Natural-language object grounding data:

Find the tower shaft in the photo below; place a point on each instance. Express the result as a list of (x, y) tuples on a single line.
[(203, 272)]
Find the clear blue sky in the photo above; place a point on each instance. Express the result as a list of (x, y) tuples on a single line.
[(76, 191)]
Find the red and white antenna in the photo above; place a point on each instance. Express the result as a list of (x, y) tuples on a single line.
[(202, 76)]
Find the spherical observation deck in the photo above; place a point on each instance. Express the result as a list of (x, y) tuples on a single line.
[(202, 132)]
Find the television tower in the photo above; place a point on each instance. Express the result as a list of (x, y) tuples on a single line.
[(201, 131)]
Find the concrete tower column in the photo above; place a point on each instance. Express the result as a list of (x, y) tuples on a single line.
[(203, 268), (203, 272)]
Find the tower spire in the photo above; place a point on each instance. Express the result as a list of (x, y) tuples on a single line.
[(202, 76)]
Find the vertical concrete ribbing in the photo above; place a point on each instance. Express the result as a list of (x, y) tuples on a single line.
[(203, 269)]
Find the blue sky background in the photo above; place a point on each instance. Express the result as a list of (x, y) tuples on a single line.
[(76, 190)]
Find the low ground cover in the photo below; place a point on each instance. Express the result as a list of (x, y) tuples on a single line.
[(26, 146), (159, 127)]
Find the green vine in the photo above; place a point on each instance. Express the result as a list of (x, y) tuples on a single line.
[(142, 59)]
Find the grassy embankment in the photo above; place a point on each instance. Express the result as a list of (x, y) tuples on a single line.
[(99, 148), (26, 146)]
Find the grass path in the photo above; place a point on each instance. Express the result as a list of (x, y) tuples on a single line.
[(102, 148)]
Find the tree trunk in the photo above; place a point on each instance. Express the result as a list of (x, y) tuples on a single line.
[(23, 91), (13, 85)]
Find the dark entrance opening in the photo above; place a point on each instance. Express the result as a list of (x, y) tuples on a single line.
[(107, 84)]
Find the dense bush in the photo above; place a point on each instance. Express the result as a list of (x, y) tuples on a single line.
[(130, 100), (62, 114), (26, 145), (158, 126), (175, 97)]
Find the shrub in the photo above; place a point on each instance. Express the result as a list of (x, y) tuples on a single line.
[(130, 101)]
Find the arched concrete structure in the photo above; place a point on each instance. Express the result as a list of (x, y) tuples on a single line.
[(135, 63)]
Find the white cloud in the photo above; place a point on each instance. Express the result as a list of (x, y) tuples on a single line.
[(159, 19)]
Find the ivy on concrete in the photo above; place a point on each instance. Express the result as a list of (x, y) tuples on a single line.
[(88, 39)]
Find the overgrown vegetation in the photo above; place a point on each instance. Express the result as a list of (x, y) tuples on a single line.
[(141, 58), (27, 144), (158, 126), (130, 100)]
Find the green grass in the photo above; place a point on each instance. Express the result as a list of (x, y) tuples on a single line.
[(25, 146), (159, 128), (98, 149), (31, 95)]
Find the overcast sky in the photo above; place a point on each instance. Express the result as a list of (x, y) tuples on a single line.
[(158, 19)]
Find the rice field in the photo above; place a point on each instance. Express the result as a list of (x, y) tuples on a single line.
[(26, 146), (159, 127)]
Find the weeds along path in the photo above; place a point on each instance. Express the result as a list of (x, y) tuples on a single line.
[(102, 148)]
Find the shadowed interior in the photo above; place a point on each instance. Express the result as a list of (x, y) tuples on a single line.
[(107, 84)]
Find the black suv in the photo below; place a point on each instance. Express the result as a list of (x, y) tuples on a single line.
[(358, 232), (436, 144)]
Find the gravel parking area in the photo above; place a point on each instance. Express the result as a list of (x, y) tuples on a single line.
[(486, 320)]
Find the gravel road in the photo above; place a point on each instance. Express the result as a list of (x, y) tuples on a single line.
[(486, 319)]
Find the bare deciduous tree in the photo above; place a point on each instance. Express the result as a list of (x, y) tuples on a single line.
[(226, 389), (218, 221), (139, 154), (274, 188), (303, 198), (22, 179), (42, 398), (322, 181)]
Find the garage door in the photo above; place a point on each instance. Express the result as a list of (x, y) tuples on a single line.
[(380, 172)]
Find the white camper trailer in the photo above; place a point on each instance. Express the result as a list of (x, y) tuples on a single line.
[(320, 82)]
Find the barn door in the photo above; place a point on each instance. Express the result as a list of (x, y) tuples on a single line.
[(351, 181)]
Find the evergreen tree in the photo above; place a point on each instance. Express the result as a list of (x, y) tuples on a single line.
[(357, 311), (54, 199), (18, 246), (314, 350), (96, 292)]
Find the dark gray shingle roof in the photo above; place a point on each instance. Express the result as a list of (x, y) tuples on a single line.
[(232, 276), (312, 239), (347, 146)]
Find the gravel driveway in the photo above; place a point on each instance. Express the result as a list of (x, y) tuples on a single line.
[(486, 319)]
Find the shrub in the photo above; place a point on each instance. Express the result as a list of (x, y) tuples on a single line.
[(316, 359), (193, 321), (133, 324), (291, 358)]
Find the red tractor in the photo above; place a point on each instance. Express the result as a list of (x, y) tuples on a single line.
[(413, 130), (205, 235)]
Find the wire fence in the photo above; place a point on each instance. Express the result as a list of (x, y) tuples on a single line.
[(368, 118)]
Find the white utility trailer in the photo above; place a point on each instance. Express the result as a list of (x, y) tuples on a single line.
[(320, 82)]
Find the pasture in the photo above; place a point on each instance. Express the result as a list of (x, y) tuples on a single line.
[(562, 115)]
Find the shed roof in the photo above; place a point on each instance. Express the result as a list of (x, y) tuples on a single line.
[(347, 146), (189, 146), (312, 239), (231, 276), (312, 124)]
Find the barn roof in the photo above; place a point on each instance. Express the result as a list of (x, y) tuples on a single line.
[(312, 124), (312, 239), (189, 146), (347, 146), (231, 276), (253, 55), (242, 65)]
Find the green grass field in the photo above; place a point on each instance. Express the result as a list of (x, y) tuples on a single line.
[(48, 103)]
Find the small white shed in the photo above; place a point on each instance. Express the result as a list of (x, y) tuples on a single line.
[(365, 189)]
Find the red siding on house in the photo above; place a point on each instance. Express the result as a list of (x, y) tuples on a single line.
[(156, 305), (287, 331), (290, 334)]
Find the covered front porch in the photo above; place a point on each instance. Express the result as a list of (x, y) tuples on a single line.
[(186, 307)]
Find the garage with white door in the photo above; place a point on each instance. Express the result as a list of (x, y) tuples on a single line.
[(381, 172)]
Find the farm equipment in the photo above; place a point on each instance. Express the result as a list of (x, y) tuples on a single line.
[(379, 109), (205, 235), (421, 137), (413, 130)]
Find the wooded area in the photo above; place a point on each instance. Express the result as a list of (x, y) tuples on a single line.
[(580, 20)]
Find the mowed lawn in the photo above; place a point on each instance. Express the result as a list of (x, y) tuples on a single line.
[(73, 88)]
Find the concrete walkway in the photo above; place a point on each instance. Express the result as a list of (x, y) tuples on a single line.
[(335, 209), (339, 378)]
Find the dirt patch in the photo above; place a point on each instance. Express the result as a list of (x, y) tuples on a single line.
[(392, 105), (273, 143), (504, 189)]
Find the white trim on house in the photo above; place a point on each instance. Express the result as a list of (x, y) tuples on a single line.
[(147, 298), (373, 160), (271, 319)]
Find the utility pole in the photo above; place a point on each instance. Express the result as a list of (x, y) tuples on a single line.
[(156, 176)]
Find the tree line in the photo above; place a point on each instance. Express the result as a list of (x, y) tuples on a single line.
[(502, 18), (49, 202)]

### TO DO
Please reproduce the records above in their entirety, exactly as given.

### THE COMPLETED TASK
Find the tower shaft in the photo below; place a point on each instance. Express the result as a list of (x, y) tuples on a single line.
[(203, 272)]
Find the clear blue sky in the photo above; place a point on each instance. Express the result as a list of (x, y) tuples on a single line.
[(76, 191)]
Find the red and white antenna in the photo above; place a point on each instance. Express the result as a list of (x, y) tuples on a single line.
[(202, 76)]
Find the spherical observation deck in the photo above; place a point on each instance. Express the result as a list of (x, y) tuples on a single line.
[(202, 132)]
Find the television tower in the photo above; place a point on each instance. Express the result as a list of (x, y) tuples on a single line.
[(201, 131)]
Find the concrete tower column in the photo above; place a point on each instance. Express the result as a list of (x, y) tuples on a single line.
[(203, 268), (203, 272)]
Find the tower spire in the photo above; place a point on each instance. Express the result as a list of (x, y) tuples on a single line.
[(202, 76)]
Find the vertical concrete ribbing in the photo above; place a point on each instance. Express the result as a list of (x, y) tuples on a single line.
[(203, 269)]
Find the blue sky background in the photo above; place a point on each instance. Express the result as a list of (x, y) tuples on a single line.
[(76, 190)]
Find the low ground cover in the photo below; place a point on each instance. Express the result as a list of (x, y) tuples on a single line.
[(26, 146), (159, 127)]
Find the green vine in the photo above; place a point on each instance. Express the result as a list of (x, y) tuples on a single line.
[(142, 59)]
Find the grassy embankment in the photo above; place a point on each instance. Express the result as a list of (x, y) tuples on a single line.
[(99, 148), (26, 146)]
Find the grass path in the photo above; place a point on each instance. Express the result as a list of (x, y) tuples on a single line.
[(102, 148)]
Find the tree trunk in the photo above; place a point on each instance. Express the result as a list of (x, y) tuples on a single line.
[(23, 91), (13, 85)]
Find the dark entrance opening in the photo above; place a point on each instance. Express the result as a list of (x, y) tuples on a single line.
[(107, 84)]
Find the dense bush in the photo above; place a point on each instance. Express the result as a list of (x, y) tuples on a single line.
[(130, 100), (62, 114), (26, 145), (158, 126), (175, 97)]
Find the shrub in the photo above; place a point on each instance. Express the result as a list of (x, y) tuples on a single line.
[(130, 101)]
Find the arched concrete structure in the photo above; place a point on each instance. Express the result as a list of (x, y) tuples on a single line.
[(135, 63)]
Find the white cloud in the photo above; place a point on each instance. Express the result as a list of (x, y) tuples on a single line.
[(159, 19)]
Find the ivy on concrete in the photo above; place a point on each instance. Express the result as a list of (x, y) tuples on a single line.
[(88, 39)]
Find the overgrown vegetation in the photo above; place a point on each instance. Express the result as a list of (x, y) tuples on a single line.
[(141, 58), (27, 144), (158, 126), (130, 100)]
Find the green grass in the photo above; place a point on each instance. Express the result as a list of (x, y) tuples on a single line.
[(25, 146), (159, 128), (98, 149), (31, 95)]
Find the overcast sky in the photo above; place a point on each instance. Express the result as a list of (x, y) tuples on a single line.
[(158, 19)]
Find the rice field in the photo above; place a point on each instance. Express the result as a list of (x, y) tuples on a single line.
[(26, 146), (159, 127)]
Find the weeds along path in the photo above; place a point on each instance. Express the result as a list of (x, y) tuples on a single line.
[(102, 148)]
Find the shadowed interior in the photo above; place a point on each instance. Express the result as a list of (x, y) tuples on a single line.
[(107, 84)]
Find the black suv in the photo below; place a point on each instance. Express the result as a list of (x, y) tuples on a single line.
[(358, 232), (436, 144)]
Find the gravel parking area in the photo above; place a point on each instance. Express the result as a list of (x, y) tuples on a single line.
[(486, 320)]
Find the gravel road in the photo above; place a point on each instance. Express the result as a list of (x, y) tuples on a single line.
[(486, 319)]
Find the bare deciduous tree in the photo above; place a point on each instance. Express the result as a list of (x, y) tuples on a single line.
[(226, 389), (218, 221), (139, 154), (274, 188), (303, 198), (22, 179), (42, 398), (322, 181)]
Find the garage door in the photo above; place a point on each instance. Express the result as a list of (x, y) tuples on a single line.
[(380, 172)]
Find the white camper trailer in the photo above; place a point on each instance. Express the result as a list of (x, y) tuples on a single line.
[(320, 82)]
Find the barn door in the photo above; place a point on each instance. Express the result as a list of (x, y) tuples on a single line.
[(351, 181)]
Find the evergreen tree in the photo above; place a point on each instance. Express the result as a list of (x, y) tuples on a single line.
[(357, 311), (54, 199), (18, 246), (314, 350), (96, 292)]
Find the dark gray shingle roof in the photo above; place a point on each instance. Express the result as a list of (x, y) tuples on a single line.
[(232, 276), (312, 239), (347, 146)]
Find the gravel driveway in the photo above; place a point on each instance. Express the result as a list of (x, y) tuples on a single line.
[(486, 319)]
Find the shrub in the photo above; place a point on each instance. Express the result as a list of (x, y) tuples on a single line.
[(316, 359), (193, 321), (133, 324), (291, 358)]
Find the red tractor in the photo above; place a point on each instance. Express the result as a list of (x, y) tuples on a single line.
[(413, 130), (205, 235)]
Find the wire fence in the photo above; place a point on each instance. Express the result as a list of (x, y) tuples on a single line.
[(368, 118)]
Find the white utility trailer in the photo above; place a point on each instance. Express the result as a list of (x, y) tuples on a single line.
[(320, 82)]
Find the pasture in the photo above; place a point on each instance. Express the result as a list of (x, y) tuples on a single line.
[(562, 115)]
Find the shed roof in the photo above; place a point on each instance. Express the result as a list of (x, y) tuples on a single line.
[(347, 146), (189, 146), (312, 239), (231, 276), (312, 124)]
Find the barn roof in the photo above; place a point on each instance. Express the result as a list of (x, y) tuples on a single line.
[(312, 124), (312, 239), (189, 146), (347, 146), (231, 276), (253, 55), (242, 65)]
Find the green grass field in the photo above; place a point on each instance. Express the result as a list of (x, y) tuples on a single line.
[(48, 103)]
Find the small white shed in the photo above; place a point on each instance. Express the result as a list of (x, y) tuples on a single line.
[(365, 189)]
Find the red siding on house in the photo above; place a point on each instance. Express the result as a list of (x, y) tuples on a single line.
[(156, 305), (287, 331), (290, 334)]
Find the covered front porch in the photo above; place a point on each instance. Express the result as a list of (x, y) tuples on a single line.
[(186, 307)]
Find the garage with white door in the photo above; place a point on each instance. Express the result as a list of (x, y) tuples on a single line.
[(381, 172)]
Find the farm equipment in the photo above; place a point on each instance. Express the result as a list of (x, y) tuples on a single line.
[(379, 109), (205, 235), (421, 137), (413, 130)]
Find the wooded area in the photo above; place a point on each instance. Express the result as a list of (x, y) tuples on a single line.
[(580, 20)]
Find the mowed lawn in the photo above; place a point on each instance. Express the result as a list of (x, y) tuples on a single line.
[(73, 88)]
Find the concrete walkway in the photo above; place a point on each instance. Express the result as a list of (x, y) tuples on a single line.
[(335, 209), (339, 378)]
Find the dirt patch in the photo above; place a point on each instance. Express the result as a list of (x, y) tuples on a single line.
[(392, 105), (273, 143), (504, 189)]
Find the white trim on house in the photo above; place a point on each instance. Express the result as a list of (x, y) tuples on a single line.
[(147, 298), (373, 160), (271, 319)]
Find the utility pole in the photo above; place a point on each instance. Express the result as a list of (x, y) tuples on a single line.
[(156, 176)]
Find the tree line in the photo above; place a point on each instance. Express the result as a list of (x, y) tuples on a single line.
[(502, 18), (49, 202)]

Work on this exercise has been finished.